Kutipan untuk Dibaca:

"""

Berbagai even lahir dari tangannya yang dingin. Tercatat paling sering berpergian ke luar Asia, Seniman Blues Aceh ini juga merupakan penghasil film-film terkemuka yang digarap secara konsisten hingga mampu menyaingin para sineas nasional.

Dirinya musisi yang tak hanya mampu memainkan alat musik seperti gitar, rapai juga harmonika, Sarjev yang khas dengan rambut panjangnya tersebut setiap kesempatan menampilkan cita rasa Aceh dalam musik yang liriknya ketara dengan kritik melalui bahasa sarkastik sebagai gaya khasnya, tipikal penyanyi serba bisa tersebut juga tampak dalam penampilan kesehariannya yang khas pula.

"""

Daftar Tugas:
**a)** Bisakah Anda mengulang persis bagian kutipan tentang Sarjev dari "Berbagai even lahir" sampai "para sineas nasional."?
**b)** Bisakah Anda menulis ulang paragraf kutipan tentang Sarjev yang diawali "Dirinya musisi yang" menjadi lebih ringkas, dengan tetap mempertahankan fakta utamanya?

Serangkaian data
"""

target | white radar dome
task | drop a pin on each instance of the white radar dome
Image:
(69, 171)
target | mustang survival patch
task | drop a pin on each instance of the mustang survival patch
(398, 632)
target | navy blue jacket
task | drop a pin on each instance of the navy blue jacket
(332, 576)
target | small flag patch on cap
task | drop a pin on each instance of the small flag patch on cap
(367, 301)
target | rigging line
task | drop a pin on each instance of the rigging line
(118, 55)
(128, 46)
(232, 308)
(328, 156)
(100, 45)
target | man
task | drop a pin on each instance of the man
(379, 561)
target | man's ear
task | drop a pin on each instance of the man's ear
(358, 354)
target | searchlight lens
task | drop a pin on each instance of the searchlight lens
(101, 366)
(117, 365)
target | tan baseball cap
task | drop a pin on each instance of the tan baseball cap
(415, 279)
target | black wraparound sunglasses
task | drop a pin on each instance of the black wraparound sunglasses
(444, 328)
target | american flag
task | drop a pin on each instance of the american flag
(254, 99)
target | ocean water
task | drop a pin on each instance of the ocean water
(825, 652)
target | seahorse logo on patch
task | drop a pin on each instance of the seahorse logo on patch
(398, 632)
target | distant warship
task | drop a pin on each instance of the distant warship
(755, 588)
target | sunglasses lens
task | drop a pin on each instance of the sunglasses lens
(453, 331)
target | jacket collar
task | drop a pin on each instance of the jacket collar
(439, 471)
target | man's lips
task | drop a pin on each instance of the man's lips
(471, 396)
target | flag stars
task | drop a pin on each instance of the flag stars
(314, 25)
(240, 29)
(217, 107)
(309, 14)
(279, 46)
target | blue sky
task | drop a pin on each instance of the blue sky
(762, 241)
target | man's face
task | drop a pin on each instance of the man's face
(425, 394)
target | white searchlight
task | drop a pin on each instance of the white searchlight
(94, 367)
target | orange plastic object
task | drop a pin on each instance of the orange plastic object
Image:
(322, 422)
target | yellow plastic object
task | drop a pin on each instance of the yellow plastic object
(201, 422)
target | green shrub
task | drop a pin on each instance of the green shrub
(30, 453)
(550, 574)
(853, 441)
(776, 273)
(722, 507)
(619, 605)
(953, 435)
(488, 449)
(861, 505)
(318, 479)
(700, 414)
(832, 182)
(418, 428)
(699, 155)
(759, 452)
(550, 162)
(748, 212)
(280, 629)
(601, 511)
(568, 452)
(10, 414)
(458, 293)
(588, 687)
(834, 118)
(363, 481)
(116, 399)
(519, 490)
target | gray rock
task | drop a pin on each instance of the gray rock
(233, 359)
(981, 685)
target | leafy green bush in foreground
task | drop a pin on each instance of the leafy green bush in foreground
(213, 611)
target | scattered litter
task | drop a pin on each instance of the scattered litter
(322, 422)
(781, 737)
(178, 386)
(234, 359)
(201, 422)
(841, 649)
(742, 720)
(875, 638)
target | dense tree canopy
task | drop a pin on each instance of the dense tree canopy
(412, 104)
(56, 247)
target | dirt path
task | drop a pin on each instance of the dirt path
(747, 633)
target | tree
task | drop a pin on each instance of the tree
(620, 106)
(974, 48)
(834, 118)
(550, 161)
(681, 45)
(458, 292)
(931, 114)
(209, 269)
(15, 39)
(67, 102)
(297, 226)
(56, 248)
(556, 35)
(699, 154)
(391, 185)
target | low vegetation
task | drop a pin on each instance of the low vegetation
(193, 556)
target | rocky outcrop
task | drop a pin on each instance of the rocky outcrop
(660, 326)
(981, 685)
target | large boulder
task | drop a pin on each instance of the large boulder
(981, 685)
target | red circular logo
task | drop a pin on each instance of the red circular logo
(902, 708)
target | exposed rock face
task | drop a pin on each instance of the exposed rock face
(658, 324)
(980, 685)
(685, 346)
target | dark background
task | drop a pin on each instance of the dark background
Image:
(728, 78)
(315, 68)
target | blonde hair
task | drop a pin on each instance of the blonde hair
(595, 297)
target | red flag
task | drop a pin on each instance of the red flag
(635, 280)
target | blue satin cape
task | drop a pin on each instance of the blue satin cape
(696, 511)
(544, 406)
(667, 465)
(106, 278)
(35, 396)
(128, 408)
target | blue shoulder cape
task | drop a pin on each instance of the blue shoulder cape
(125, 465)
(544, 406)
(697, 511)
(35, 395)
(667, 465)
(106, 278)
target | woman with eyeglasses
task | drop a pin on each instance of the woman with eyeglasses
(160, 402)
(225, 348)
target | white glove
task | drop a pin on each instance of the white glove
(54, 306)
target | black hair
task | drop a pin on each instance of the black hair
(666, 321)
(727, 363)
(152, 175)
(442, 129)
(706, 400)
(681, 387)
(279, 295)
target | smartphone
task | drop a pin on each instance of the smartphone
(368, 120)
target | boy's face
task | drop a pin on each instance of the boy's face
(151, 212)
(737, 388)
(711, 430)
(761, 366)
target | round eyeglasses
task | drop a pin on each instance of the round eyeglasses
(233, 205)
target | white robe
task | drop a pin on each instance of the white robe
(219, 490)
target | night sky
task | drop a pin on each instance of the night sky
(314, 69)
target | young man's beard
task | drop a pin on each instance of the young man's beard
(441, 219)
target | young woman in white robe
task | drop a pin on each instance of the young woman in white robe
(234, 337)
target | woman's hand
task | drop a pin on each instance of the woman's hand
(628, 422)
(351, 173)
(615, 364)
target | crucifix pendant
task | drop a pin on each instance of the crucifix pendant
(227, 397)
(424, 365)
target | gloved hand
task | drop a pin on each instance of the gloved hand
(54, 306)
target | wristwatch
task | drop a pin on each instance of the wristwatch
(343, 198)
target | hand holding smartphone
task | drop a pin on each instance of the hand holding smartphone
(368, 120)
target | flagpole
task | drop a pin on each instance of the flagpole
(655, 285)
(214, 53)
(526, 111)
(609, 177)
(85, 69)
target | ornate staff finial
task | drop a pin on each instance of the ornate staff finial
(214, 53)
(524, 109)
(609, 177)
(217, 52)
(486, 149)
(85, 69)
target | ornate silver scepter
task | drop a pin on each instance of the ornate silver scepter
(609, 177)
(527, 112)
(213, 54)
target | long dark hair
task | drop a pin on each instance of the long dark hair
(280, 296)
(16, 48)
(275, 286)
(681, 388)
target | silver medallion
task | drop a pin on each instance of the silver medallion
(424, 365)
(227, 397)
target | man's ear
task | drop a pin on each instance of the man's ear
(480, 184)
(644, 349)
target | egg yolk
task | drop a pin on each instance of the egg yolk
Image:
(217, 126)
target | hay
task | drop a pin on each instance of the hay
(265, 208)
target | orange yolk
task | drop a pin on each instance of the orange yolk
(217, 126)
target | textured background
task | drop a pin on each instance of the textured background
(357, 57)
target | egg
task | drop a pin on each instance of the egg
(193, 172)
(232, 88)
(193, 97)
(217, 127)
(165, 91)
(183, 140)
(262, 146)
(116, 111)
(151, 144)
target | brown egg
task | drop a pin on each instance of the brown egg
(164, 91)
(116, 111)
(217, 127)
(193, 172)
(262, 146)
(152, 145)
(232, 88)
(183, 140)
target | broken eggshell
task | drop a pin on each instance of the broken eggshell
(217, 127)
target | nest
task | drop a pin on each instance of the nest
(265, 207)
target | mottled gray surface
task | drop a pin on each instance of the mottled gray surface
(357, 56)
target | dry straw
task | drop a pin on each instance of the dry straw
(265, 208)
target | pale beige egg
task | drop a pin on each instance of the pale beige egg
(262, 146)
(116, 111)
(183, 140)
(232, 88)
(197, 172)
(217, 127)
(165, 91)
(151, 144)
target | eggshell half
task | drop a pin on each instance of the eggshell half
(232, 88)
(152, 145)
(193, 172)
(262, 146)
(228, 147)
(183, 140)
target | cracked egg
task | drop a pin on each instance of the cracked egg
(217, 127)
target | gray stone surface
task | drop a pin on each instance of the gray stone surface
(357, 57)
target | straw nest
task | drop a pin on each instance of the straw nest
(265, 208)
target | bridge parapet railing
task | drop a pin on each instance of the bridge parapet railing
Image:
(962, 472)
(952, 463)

"""

Jawaban yang Diharapkan:
**a)**
Berbagai even lahir dari tangannya yang dingin. Tercatat paling sering berpergian ke luar Asia, Seniman Blues Aceh ini juga merupakan penghasil film-film terkemuka yang digarap secara konsisten hingga mampu menyaingin para sineas nasional.

**b)** Sarjev, musisi yang khas dengan rambut panjangnya, mampu memainkan gitar, rapai, dan harmonika. Di setiap kesempatan ia menampilkan cita rasa Aceh dalam musiknya. Liriknya sarat kritik berbahasa sarkastik sebagai gaya khasnya. Kekhasan penyanyi serba bisa ini juga tampak dalam penampilan sehari-harinya.